• Written task:
In the listing, take the lines from the one that contains "Expected output, for every instance of the dark" through the end, and replace "marker" with "point" while keeping everything else unchanged. Return only those lines.

• Stored data:
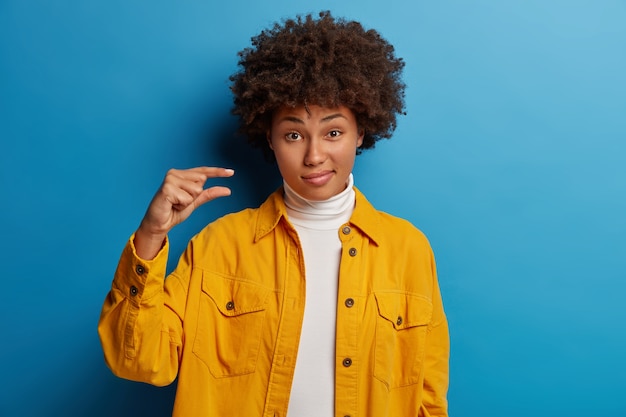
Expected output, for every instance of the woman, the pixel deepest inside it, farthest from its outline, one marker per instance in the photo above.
(313, 304)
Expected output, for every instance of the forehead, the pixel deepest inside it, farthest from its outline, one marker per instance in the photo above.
(304, 113)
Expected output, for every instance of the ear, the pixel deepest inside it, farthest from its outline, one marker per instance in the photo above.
(359, 139)
(268, 136)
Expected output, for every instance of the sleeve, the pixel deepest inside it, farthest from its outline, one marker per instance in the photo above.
(436, 364)
(140, 326)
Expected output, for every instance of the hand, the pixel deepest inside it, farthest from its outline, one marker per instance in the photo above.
(181, 192)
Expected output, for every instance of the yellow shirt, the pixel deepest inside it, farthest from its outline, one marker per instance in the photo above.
(228, 319)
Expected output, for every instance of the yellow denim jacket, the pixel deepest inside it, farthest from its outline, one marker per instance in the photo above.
(227, 321)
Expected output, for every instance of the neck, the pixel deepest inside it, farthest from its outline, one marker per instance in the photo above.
(325, 214)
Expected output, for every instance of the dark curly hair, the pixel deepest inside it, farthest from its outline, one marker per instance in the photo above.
(326, 62)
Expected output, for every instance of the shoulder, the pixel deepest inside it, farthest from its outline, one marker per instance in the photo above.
(385, 228)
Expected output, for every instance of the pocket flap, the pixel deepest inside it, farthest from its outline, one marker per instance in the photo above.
(233, 297)
(404, 310)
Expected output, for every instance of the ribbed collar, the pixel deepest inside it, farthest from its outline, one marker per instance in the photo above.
(365, 217)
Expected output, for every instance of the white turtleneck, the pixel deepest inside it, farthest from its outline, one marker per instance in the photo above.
(317, 224)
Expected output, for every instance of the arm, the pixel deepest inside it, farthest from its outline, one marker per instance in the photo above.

• The output:
Expected output, for every instance of the dark curly hair, the pixel deepest inside it, farthest from its outline, one point per instance in the photo above.
(326, 62)
Expected output, for every instance of the shoulder, the pixel deepest inside it, farthest from its outline, one point per instance in the photo above.
(385, 228)
Expected output, for every instance of the pocket flap, the pixel deepest inside it, farthest from its outline, one point per instance in the photo above.
(233, 297)
(404, 310)
Expected output, for every instance of the ribbed collar, the pixel deepest inside it, farthest from its outline, one point per instance in the photo above.
(365, 217)
Expected output, for every instance of the white turtleneck, the pixel deepest inside it, farthest from its outline, one point per instance in the photo above.
(317, 224)
Expected output, for every instance of the arm, the pixel deepest inside it, farthest from its outline, one point per instance in the photo above.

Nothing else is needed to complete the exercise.